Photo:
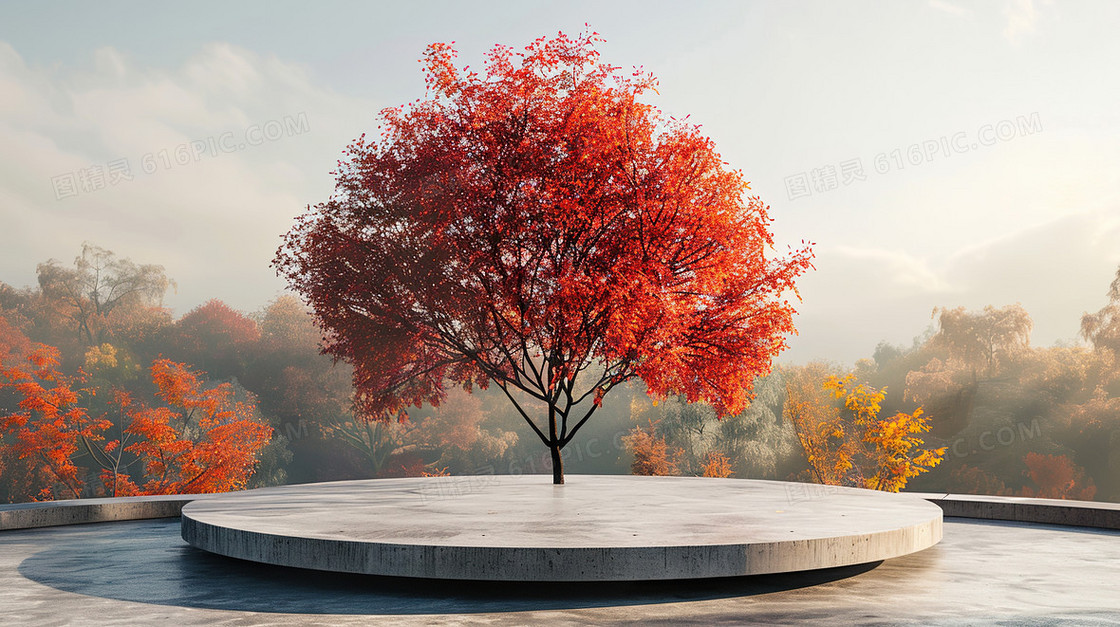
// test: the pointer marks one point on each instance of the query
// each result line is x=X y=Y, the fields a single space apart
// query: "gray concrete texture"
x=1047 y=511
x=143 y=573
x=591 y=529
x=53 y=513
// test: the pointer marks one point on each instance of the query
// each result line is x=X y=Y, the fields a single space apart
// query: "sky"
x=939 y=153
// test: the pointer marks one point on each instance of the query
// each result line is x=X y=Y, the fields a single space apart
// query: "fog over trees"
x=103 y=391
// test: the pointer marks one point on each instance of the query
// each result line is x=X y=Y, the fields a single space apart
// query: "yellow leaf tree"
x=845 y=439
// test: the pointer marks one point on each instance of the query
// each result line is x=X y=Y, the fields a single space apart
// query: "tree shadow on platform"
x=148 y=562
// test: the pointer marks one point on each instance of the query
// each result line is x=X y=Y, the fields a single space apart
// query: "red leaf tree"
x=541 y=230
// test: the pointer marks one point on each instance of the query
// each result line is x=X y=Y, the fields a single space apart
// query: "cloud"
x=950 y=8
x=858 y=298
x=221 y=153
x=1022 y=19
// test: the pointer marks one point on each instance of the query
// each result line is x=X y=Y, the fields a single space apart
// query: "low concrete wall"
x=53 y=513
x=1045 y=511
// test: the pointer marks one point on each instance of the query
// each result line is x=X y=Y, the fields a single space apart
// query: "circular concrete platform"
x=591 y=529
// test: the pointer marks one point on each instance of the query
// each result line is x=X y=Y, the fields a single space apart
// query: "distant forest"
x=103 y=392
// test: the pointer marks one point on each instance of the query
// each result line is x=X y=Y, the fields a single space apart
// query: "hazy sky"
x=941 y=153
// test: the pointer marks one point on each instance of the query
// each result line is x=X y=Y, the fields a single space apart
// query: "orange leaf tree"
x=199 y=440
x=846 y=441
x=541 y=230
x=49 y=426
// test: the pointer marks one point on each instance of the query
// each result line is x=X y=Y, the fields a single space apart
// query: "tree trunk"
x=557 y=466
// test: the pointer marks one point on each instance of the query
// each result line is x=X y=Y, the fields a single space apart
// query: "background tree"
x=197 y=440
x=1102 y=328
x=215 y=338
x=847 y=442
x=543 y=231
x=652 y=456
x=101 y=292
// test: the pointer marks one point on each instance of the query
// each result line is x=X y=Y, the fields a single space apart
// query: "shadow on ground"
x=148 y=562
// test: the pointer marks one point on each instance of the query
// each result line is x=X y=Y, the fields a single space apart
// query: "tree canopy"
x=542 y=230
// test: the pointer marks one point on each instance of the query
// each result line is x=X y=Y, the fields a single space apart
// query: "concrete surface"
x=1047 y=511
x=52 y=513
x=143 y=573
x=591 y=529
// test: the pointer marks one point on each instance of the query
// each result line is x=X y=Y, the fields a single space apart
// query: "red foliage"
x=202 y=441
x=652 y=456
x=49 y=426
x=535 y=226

Problem to work on: What is needed is an exact repeat of every entry above, with the pictures left out.

Finished exercise:
Photo:
// test: the pointer marks one point on each instance of the query
// each result line is x=X y=Y, the fields a single space apart
// query: "gray concrete texture"
x=1047 y=511
x=143 y=573
x=591 y=529
x=53 y=513
// test: the pointer marks one point on each instance of the query
// each result line is x=X y=Y, the fields a single space apart
// query: "sky"
x=939 y=153
// test: the pointer marks one point on each instance of the query
// each result line is x=X y=Y, the fields a single space apart
// query: "fog over trees"
x=103 y=391
// test: the pointer marks one point on each instance of the query
// each result line is x=X y=Y, the fields a single space apart
// query: "yellow leaf tree"
x=845 y=439
// test: the pointer marks one point on each instance of the query
// each result line is x=X y=Y, the fields a single space apart
// query: "tree shadow on platform"
x=148 y=562
// test: the pointer marks one point on each instance of the query
// each result line is x=X y=Y, the fields a single space apart
// query: "red leaf tree"
x=541 y=230
// test: the pointer marks one point on each instance of the query
// each result line is x=X y=Y, the fields a single space apart
// query: "cloud"
x=950 y=8
x=858 y=298
x=221 y=153
x=1022 y=19
// test: the pointer marks one point on each instance of the query
// each result line is x=X y=Y, the fields a single space apart
// query: "low concrete wall"
x=53 y=513
x=1045 y=511
// test: the pointer marks one point on each instance of the query
// each result line is x=X y=Y, the fields a single space apart
// query: "circular concrete platform"
x=591 y=529
// test: the pointer marks one point on each instance of the query
// each result line is x=X y=Y, the fields a single space apart
// query: "distant forest"
x=103 y=392
// test: the pointer marks one point on each instance of the query
// each result line is x=X y=Y, the fields a single space apart
// query: "hazy sky"
x=941 y=153
// test: the pointer marks one point on each instance of the query
// each result line is x=X y=Y, the fields a single space apart
// query: "orange leaf tree"
x=199 y=440
x=846 y=441
x=541 y=230
x=49 y=426
// test: the pointer marks one point on each instance of the query
// each result line is x=X y=Y, the fields a single space apart
// query: "tree trunk"
x=557 y=466
// test: the pointer marks one point on each instance of the query
// each result line is x=X y=Y, the fields a single space apart
// query: "background tree"
x=197 y=440
x=1102 y=328
x=215 y=338
x=847 y=442
x=543 y=231
x=652 y=456
x=101 y=292
// test: the pointer marks one point on each instance of the query
// each result line is x=X y=Y, the fields a single space apart
// query: "shadow on ground"
x=148 y=562
// test: the pointer marks one point on each instance of the query
// each result line is x=X y=Y, the fields a single space apart
// query: "tree canopy"
x=542 y=230
// test: the pointer marks one point on each instance of the query
// each result line is x=X y=Y, the fields a single space apart
// query: "concrete surface"
x=1047 y=511
x=52 y=513
x=143 y=573
x=591 y=529
// test: the pointer marks one point on each instance of the query
// each result line is x=X y=Y, the fields a single space apart
// query: "red foliage"
x=202 y=441
x=652 y=456
x=49 y=426
x=535 y=226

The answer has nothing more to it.